>> BEGIN Data in this exercise
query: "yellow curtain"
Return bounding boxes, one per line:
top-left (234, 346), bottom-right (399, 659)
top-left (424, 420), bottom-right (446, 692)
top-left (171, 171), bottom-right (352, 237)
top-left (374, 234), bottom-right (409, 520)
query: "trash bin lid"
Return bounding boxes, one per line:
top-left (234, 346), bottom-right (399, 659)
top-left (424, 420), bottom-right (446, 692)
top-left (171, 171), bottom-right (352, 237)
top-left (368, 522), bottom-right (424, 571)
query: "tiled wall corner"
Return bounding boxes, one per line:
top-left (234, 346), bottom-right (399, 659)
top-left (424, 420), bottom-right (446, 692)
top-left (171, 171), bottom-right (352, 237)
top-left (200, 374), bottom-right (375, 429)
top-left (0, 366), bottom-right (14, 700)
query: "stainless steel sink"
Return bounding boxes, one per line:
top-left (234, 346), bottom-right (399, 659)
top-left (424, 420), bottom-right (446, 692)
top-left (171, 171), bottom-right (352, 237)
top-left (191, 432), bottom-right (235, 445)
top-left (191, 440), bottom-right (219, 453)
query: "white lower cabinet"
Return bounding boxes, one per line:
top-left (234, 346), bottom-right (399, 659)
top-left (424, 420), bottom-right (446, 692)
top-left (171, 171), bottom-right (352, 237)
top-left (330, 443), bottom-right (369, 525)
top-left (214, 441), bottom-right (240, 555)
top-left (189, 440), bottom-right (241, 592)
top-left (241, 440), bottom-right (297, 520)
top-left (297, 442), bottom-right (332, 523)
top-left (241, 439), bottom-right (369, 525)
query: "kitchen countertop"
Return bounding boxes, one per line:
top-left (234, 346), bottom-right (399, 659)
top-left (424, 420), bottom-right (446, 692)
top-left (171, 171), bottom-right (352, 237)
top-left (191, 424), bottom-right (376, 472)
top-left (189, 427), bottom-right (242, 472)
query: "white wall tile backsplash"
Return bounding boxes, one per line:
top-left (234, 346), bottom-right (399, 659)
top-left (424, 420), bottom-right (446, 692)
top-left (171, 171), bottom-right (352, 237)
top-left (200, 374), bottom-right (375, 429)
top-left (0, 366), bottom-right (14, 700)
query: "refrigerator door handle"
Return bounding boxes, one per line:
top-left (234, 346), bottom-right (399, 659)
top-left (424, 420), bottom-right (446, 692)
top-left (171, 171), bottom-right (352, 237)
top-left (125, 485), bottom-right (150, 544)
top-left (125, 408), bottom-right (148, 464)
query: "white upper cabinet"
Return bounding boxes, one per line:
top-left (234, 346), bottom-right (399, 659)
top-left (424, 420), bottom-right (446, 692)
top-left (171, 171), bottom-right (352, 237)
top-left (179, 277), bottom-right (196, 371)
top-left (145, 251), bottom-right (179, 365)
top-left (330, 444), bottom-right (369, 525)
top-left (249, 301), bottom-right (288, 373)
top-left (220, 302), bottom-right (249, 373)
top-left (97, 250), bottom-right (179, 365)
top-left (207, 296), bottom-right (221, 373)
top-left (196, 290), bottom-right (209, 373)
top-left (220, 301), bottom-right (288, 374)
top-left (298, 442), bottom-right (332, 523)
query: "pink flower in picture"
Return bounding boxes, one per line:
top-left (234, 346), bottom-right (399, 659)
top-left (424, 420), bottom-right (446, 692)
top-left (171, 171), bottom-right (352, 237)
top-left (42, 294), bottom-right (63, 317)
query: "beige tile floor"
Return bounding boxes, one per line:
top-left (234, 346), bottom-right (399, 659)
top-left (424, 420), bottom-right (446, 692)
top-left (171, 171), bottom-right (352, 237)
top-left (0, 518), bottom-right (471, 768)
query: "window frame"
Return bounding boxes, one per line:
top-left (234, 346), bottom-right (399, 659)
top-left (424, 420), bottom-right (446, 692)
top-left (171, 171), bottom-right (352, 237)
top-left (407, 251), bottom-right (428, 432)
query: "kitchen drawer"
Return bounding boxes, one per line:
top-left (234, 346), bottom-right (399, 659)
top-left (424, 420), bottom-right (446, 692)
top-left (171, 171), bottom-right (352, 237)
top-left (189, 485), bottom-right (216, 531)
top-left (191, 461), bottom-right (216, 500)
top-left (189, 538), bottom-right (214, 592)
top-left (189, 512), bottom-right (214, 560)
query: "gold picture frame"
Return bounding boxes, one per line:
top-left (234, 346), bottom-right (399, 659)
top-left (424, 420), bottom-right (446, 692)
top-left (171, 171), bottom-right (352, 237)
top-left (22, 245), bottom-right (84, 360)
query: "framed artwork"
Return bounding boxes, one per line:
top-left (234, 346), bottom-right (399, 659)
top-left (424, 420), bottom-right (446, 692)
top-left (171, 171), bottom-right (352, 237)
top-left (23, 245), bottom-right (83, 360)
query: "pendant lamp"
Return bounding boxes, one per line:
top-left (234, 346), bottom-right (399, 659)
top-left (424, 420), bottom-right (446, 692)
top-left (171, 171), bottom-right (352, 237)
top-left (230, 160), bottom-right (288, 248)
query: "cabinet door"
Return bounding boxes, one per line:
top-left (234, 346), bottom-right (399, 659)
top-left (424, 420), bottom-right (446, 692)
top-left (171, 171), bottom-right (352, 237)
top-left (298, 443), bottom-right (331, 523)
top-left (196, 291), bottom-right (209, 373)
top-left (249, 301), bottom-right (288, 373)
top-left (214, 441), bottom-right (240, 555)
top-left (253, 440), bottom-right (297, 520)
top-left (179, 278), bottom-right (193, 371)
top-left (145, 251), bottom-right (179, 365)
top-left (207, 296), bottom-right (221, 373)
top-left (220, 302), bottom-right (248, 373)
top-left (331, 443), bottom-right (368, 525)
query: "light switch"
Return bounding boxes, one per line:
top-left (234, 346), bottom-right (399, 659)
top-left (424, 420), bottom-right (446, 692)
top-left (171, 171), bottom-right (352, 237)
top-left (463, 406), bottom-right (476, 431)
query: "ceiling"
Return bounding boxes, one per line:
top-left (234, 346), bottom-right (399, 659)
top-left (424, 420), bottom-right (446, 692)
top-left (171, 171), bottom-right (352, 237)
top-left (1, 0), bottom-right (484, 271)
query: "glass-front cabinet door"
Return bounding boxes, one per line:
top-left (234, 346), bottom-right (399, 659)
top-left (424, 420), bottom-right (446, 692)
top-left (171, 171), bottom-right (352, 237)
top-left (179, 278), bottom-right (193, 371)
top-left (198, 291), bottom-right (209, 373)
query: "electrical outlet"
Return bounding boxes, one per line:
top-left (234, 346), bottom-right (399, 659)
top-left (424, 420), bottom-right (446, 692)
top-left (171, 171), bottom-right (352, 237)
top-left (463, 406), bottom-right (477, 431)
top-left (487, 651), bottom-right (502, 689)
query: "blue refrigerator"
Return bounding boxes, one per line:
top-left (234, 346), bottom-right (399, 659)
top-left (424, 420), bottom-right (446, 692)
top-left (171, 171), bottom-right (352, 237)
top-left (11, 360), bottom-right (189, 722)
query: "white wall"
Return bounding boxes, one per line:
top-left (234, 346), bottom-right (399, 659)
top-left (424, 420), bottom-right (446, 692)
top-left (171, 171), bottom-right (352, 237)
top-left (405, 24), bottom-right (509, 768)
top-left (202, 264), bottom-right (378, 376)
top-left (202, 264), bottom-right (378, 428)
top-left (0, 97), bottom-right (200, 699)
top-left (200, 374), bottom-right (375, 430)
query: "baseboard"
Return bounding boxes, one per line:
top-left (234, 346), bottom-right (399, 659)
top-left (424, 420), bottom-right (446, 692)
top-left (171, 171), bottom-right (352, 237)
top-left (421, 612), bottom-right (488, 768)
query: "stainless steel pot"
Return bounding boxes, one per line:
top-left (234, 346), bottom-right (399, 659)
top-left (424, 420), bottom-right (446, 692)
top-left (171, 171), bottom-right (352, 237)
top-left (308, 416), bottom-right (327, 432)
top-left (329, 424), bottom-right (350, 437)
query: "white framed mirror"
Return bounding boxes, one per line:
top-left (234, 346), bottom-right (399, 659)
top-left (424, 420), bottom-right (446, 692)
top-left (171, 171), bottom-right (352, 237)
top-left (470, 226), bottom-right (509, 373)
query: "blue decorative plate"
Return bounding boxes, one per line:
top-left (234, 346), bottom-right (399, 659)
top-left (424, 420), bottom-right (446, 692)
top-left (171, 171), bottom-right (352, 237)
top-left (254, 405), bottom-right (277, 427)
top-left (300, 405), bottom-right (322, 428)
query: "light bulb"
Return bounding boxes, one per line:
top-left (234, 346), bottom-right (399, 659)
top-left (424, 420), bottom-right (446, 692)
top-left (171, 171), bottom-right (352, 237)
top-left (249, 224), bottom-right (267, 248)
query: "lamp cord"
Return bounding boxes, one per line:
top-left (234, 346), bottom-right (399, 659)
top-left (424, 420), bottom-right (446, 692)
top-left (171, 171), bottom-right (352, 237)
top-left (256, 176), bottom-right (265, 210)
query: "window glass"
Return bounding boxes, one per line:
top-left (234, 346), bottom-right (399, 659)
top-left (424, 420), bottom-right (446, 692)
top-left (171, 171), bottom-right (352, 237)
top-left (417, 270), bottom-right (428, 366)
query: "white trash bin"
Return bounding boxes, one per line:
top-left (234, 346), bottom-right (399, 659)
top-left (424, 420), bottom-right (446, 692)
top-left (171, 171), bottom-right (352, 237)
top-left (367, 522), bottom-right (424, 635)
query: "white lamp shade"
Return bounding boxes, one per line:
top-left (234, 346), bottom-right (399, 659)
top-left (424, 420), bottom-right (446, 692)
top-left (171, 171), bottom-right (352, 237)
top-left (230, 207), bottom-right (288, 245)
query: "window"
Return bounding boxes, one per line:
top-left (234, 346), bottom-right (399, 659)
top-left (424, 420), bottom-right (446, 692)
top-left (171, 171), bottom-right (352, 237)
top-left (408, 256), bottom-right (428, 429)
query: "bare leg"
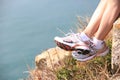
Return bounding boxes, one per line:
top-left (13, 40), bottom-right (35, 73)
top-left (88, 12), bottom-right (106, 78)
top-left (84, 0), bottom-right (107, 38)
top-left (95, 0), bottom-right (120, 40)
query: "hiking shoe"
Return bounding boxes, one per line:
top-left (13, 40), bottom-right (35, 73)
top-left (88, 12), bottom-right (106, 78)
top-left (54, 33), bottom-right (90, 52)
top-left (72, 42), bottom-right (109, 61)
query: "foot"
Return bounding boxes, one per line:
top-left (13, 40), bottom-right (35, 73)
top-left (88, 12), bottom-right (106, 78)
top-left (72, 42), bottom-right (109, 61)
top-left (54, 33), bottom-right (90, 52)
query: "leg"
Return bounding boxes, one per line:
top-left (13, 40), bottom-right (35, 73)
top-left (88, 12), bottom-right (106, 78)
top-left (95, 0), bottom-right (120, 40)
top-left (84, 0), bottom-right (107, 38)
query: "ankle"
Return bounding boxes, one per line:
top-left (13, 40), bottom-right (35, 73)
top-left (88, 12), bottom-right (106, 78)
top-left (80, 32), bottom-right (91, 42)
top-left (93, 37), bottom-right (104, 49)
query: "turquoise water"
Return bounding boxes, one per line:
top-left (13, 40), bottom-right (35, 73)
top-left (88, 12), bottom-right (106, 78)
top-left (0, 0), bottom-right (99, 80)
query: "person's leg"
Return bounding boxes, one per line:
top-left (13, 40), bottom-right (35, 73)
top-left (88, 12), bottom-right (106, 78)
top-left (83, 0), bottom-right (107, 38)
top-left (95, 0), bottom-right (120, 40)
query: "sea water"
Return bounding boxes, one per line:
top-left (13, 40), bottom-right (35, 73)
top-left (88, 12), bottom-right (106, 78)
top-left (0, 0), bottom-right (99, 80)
>> END Data in this exercise
** What this task involves **
Can you put the material above into a numbered list, from its first line up to and including the line with "top-left (241, 439), bottom-right (369, 525)", leaving out any blank lines?

** Result below **
1. query: "yellow curtain"
2. Return bounding boxes, one per line:
3. top-left (234, 346), bottom-right (399, 659)
4. top-left (424, 420), bottom-right (446, 692)
5. top-left (171, 171), bottom-right (352, 237)
6. top-left (374, 234), bottom-right (409, 520)
7. query: "trash bin lid"
8. Return bounding boxes, one per line:
9. top-left (234, 346), bottom-right (399, 659)
10. top-left (424, 420), bottom-right (446, 692)
11. top-left (171, 171), bottom-right (352, 237)
12. top-left (368, 522), bottom-right (424, 571)
13. query: "tiled wall corner"
14. Return bounding boxes, one per line:
15. top-left (234, 346), bottom-right (399, 659)
16. top-left (424, 420), bottom-right (446, 692)
17. top-left (171, 171), bottom-right (352, 237)
18. top-left (200, 374), bottom-right (375, 429)
19. top-left (0, 366), bottom-right (14, 700)
20. query: "stainless steel sink"
21. Return bounding boxes, one per line:
22. top-left (234, 346), bottom-right (399, 659)
23. top-left (424, 420), bottom-right (446, 692)
24. top-left (171, 171), bottom-right (352, 237)
25. top-left (191, 432), bottom-right (235, 445)
26. top-left (191, 440), bottom-right (219, 453)
27. query: "white lower cabinet"
28. Return bounding boxes, one per line:
29. top-left (234, 346), bottom-right (399, 659)
30. top-left (424, 420), bottom-right (446, 692)
31. top-left (171, 171), bottom-right (352, 237)
32. top-left (330, 443), bottom-right (369, 525)
33. top-left (214, 441), bottom-right (240, 555)
34. top-left (189, 440), bottom-right (241, 592)
35. top-left (241, 440), bottom-right (297, 520)
36. top-left (297, 442), bottom-right (332, 523)
37. top-left (241, 439), bottom-right (369, 525)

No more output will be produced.